◆ Task brief
Reproduce exactly the lines beginning with the line that contains "Formation-chart tagging: label the 7up" and ending at the final line of the material below.

◆ Input for this task
▬▬▬▬▬▬
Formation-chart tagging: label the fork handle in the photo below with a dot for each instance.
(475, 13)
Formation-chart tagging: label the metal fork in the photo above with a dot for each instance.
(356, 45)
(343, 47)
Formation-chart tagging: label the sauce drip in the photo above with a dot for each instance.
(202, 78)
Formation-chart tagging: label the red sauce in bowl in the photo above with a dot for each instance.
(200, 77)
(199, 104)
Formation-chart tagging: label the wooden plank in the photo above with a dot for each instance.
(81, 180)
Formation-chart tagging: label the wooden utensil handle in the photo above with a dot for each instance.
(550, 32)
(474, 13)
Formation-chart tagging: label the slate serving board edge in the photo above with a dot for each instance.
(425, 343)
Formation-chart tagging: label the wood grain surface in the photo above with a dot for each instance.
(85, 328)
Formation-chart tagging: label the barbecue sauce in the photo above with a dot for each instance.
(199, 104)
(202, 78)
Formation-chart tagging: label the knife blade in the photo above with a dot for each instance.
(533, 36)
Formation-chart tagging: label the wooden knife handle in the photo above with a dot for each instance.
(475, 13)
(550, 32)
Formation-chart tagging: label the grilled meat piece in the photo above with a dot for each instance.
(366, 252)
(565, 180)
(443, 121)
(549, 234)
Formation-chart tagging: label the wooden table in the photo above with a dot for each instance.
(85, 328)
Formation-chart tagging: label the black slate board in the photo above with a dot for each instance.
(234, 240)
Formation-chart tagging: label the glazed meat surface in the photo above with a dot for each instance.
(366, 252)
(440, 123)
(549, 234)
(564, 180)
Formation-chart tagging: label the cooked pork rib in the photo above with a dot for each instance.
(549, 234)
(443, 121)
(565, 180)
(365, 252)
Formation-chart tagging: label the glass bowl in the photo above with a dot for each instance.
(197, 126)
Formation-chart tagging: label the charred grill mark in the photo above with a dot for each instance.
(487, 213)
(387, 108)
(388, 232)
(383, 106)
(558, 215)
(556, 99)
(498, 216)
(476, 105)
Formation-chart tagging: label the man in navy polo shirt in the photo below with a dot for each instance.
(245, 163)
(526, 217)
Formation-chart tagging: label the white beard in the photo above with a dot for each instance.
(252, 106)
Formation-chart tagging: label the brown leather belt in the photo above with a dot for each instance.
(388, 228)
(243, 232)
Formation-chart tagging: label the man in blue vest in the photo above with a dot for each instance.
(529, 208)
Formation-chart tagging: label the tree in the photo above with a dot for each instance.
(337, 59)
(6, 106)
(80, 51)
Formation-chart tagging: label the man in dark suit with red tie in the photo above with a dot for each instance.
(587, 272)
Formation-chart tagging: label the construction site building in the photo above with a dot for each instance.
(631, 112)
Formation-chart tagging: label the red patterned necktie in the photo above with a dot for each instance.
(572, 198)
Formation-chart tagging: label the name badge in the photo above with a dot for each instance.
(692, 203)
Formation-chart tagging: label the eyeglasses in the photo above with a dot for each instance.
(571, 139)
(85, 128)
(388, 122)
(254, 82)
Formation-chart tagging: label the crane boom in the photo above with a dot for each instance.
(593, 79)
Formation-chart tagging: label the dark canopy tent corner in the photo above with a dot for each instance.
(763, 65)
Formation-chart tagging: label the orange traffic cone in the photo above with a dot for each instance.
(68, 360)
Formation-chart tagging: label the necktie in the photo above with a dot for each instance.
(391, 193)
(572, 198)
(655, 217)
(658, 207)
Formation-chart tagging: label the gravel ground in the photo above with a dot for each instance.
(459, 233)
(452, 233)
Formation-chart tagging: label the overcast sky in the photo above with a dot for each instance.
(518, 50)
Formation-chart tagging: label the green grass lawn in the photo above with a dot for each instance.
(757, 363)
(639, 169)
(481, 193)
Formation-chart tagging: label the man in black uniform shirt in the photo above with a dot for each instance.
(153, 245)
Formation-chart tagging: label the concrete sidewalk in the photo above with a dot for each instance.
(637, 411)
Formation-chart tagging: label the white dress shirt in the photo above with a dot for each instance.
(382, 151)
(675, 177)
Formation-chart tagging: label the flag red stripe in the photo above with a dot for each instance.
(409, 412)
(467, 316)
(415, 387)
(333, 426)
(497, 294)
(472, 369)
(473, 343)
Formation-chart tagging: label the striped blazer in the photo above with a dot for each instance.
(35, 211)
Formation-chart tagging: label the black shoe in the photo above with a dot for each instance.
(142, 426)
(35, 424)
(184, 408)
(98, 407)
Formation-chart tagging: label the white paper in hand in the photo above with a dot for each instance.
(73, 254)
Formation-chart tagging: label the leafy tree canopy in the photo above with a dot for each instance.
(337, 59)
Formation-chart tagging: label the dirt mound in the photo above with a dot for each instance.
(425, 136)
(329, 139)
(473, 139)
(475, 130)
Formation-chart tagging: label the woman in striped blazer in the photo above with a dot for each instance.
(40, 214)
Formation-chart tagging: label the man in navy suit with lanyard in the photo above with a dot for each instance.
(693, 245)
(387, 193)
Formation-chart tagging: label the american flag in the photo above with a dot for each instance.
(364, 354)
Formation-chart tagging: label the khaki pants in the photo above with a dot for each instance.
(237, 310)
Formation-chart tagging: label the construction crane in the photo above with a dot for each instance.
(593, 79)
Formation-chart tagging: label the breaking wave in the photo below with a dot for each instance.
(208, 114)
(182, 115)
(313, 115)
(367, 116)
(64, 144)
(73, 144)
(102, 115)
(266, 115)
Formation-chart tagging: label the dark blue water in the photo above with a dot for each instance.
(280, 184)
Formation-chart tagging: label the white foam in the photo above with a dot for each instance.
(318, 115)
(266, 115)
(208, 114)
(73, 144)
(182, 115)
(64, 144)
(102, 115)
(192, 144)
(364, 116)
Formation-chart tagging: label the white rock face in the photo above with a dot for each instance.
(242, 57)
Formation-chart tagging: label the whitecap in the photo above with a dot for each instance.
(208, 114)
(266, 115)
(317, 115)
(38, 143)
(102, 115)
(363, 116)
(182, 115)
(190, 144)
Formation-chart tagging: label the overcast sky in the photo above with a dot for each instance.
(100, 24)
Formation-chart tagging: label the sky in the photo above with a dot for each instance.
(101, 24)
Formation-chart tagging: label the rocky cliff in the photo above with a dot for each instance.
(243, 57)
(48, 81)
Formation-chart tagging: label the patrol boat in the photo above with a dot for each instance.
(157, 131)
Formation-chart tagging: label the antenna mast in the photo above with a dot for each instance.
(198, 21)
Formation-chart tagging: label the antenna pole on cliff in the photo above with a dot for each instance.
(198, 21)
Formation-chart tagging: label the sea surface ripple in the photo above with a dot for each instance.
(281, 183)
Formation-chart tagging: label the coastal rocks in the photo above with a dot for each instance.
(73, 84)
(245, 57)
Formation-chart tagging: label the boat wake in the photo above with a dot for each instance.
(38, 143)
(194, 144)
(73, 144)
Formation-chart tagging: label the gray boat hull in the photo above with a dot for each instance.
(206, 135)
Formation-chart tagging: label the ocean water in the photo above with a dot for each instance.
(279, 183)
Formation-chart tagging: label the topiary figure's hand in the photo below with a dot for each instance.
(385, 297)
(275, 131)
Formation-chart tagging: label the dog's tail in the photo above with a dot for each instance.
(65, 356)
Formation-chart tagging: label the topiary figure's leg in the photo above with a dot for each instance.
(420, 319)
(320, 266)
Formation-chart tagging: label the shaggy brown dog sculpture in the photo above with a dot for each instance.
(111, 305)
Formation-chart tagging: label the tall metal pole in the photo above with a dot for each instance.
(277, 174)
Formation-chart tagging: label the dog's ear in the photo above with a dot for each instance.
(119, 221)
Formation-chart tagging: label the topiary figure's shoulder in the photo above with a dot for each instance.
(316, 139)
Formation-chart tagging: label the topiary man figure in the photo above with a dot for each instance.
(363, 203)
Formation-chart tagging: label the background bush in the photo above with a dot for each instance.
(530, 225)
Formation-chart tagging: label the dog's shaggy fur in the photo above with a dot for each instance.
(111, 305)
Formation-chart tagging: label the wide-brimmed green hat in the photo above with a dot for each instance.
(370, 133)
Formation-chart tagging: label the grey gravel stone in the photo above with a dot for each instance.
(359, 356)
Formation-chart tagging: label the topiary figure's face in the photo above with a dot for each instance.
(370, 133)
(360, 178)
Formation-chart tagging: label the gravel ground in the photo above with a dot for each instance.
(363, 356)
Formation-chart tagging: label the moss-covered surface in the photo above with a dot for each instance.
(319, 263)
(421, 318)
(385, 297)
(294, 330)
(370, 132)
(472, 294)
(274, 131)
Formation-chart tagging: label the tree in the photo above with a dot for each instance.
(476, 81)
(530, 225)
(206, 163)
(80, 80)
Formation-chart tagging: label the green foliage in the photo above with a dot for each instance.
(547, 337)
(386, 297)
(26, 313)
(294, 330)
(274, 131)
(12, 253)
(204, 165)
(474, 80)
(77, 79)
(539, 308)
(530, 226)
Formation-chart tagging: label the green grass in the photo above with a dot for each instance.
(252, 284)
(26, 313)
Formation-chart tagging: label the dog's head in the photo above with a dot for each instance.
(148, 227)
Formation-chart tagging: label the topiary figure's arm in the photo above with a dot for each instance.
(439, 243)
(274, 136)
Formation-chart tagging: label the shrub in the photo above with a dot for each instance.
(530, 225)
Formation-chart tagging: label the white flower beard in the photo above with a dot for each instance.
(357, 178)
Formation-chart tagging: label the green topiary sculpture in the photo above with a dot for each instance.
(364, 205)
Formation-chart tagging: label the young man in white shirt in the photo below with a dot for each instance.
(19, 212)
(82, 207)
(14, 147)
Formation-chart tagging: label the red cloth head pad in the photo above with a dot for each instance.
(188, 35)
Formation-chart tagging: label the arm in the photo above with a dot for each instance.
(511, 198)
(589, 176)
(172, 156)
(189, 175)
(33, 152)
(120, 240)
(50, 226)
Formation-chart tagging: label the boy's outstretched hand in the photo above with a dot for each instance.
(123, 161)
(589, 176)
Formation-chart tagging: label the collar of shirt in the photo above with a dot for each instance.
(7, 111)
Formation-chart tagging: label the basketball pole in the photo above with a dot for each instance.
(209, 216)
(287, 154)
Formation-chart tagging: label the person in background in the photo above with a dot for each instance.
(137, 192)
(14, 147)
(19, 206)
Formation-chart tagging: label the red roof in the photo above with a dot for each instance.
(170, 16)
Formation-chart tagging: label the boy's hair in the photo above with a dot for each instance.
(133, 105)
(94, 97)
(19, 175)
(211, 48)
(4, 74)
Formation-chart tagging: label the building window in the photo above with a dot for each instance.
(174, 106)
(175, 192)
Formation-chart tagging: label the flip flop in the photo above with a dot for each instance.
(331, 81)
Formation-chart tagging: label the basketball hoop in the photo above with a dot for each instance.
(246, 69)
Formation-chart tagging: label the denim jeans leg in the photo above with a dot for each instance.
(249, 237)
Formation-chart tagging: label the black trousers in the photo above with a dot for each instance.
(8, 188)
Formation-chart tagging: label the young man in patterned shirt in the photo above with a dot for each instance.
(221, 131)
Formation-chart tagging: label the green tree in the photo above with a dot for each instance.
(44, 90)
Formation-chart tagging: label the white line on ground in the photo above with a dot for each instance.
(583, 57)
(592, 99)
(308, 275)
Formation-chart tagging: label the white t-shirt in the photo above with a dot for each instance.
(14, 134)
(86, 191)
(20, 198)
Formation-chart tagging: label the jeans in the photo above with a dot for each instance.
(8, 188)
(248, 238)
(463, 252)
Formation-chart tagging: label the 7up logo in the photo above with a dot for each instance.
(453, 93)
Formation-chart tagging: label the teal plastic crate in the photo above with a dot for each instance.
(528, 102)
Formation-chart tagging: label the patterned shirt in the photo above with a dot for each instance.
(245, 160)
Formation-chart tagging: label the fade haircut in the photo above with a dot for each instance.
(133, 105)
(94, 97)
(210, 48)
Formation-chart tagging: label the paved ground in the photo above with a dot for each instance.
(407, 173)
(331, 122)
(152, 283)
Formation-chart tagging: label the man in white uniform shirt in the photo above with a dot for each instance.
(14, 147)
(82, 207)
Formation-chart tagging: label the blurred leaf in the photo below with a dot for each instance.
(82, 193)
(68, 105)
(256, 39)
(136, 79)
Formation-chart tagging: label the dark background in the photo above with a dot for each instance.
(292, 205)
▬▬▬▬▬▬
◆ The reply
Formation-chart tagging: label the 7up logo in the photo above with a dot for each instance.
(453, 93)
Formation-chart tagging: label the teal plastic crate in the photo above with a dot for each instance.
(528, 102)
Formation-chart tagging: label the patterned shirt in the photo above with a dot for each instance.
(245, 160)
Formation-chart tagging: label the fade haircut in the photo above with a dot for each instance.
(133, 105)
(94, 97)
(210, 48)
Formation-chart tagging: label the paved ground in the photo above with a dot for each instance.
(407, 173)
(331, 122)
(152, 283)
Formation-chart tagging: label the man in white uniform shirt in the photo above with a dot for each instance.
(14, 147)
(82, 207)
Formation-chart tagging: label the blurred leaf in the photo below with a dot for each instance.
(82, 193)
(68, 105)
(256, 39)
(136, 79)
Formation-chart tagging: label the dark background in the photo above with a dot for each instance.
(292, 205)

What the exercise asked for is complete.